### STATED TASK A:
Please rescale the records from the line with "For the mapping pass, tag each instance of the large" up to and including the last line of the records. Give only those lines again, requests included, with every coordinate in the answers multiplied by 2.2 and rounded to whole numbers, halves up.
* START SOURCE EXTRACT *
Unless you would devise some virtuous lie,
To do more for me than mine own desert,
And hang more praise upon deceased I
Than niggard truth would willingly impart:

The concocting of "some virtuous lie" would serve only to elevate the poet above his poetic productions. He knows that his poems deserve great adulation for they reflect "[his] own desert." But to fawn over his personality and lavish "more praise" upon him after his death denigrates the truth that he has always aspired to dramatize and promote.

The speaker is forming his request as "don’t fawn over me when I’m dead, unless you want to diminish my poetry." As his readers have repeatedly experienced, this speaker is playing with language structure to produce original discourses. This speaker is, therefore, loath to have his creations upstaged by an emphasis on his personal life or personality. Such a desire remains the primary impetus for writers to engage noms de plume, stage names, or pen names.

Third Quatrain: Emphasis on Works not Poet

O! lest your true love may seem false in this,
That you for love speak well of me untrue,
My name be buried where my body is,
And live no more to shame nor me nor you.

The speaker then provides further reasoning for keeping the emphasis on his works and not himself. The "true love" that he has consistently dramatized in his poem would appear "false in this." This speaker feels that his life remains quite humble and unassuming and in order to elevate his virtue, lies, or at best exaggerations, would have to be slipped into his eulogy.

This talented speaker, therefore, requests that "[his] name be buried with [his body]." His flawed human personality will, after his death and burial, no longer be present to "shame" his muse, his talent, or even other people. This insightful speaker insists that only his poetry be allowed to shine, without his flawed biography to co-opt it.

The Couplet: His Shames Do Not Write His Verse

For I am sham’d by that which I bring forth,
And so should you, to love things nothing worth.

The speaker admits that he has committed shames in his life, and if much is made of him after his death, his poetry will suffer in value. This speaker wishes to bury his personality so that his works can speak for themselves without critics and scholars attempting to account for the events with biography. In the early 20th century, a school of critical thought called the New Criticism took this very tact as its foundation.
* END SOURCE EXTRACT *
* START EXCERPTED DATA *
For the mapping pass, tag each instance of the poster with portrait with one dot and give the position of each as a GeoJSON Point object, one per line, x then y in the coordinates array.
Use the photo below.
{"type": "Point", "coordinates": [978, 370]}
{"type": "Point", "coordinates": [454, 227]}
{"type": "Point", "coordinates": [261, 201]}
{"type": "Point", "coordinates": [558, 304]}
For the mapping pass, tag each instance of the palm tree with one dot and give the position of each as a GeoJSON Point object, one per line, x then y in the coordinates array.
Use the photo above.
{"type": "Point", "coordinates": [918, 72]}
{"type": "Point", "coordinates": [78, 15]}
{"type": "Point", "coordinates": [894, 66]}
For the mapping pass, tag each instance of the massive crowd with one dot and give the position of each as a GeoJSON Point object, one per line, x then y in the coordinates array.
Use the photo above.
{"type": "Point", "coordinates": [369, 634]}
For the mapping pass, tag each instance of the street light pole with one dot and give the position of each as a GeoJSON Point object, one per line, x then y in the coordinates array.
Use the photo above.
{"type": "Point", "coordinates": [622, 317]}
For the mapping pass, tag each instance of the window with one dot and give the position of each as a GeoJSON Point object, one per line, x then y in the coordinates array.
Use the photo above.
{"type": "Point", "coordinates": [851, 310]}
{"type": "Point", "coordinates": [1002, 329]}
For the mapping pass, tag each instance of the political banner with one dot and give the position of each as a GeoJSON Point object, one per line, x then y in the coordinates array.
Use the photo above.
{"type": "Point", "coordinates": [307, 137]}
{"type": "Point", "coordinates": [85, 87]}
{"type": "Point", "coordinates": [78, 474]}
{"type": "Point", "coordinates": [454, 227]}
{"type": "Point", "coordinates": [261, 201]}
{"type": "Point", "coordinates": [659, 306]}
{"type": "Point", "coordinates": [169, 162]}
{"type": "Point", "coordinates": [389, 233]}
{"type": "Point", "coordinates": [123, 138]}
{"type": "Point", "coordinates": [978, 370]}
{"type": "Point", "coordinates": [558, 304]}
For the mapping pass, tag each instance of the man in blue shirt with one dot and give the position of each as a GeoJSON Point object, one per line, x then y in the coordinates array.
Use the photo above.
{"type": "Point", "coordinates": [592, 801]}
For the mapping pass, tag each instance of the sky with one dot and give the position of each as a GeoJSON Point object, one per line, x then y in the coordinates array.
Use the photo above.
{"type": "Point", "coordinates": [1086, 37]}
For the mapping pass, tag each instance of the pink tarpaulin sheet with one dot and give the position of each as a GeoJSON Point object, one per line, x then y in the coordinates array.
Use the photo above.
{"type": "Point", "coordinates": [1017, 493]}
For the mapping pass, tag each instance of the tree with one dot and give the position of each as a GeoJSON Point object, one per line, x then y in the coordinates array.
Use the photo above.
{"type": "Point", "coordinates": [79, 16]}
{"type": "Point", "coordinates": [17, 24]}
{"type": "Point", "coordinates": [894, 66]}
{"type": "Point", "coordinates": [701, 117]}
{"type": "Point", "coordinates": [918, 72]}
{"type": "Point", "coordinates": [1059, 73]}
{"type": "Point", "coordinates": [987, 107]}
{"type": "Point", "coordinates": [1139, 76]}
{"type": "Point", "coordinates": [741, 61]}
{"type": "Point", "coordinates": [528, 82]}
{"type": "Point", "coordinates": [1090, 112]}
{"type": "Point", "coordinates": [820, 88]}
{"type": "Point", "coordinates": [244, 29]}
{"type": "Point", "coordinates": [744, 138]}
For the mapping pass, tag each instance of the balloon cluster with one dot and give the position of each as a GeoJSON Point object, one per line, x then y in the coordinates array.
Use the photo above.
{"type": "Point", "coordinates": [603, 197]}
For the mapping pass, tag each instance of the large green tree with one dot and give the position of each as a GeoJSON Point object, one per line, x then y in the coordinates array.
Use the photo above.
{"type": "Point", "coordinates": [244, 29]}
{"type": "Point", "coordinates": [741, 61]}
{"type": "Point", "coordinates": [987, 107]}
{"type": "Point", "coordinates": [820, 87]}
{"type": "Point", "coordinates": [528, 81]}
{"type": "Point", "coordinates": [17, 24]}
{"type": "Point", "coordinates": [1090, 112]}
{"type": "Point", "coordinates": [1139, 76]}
* END EXCERPTED DATA *
### STATED TASK B:
Copy the sonnet commentary word for word from "The speaker then" up to and including "into his eulogy.".

### FULL SOLUTION A:
For the mapping pass, tag each instance of the large green tree with one dot and give the position of each as a GeoJSON Point object, one per line, x then y in the coordinates array.
Use the photo above.
{"type": "Point", "coordinates": [537, 64]}
{"type": "Point", "coordinates": [1630, 134]}
{"type": "Point", "coordinates": [2171, 235]}
{"type": "Point", "coordinates": [1804, 191]}
{"type": "Point", "coordinates": [1162, 178]}
{"type": "Point", "coordinates": [37, 53]}
{"type": "Point", "coordinates": [2398, 246]}
{"type": "Point", "coordinates": [2506, 167]}

### FULL SOLUTION B:
The speaker then provides further reasoning for keeping the emphasis on his works and not himself. The "true love" that he has consistently dramatized in his poem would appear "false in this." This speaker feels that his life remains quite humble and unassuming and in order to elevate his virtue, lies, or at best exaggerations, would have to be slipped into his eulogy.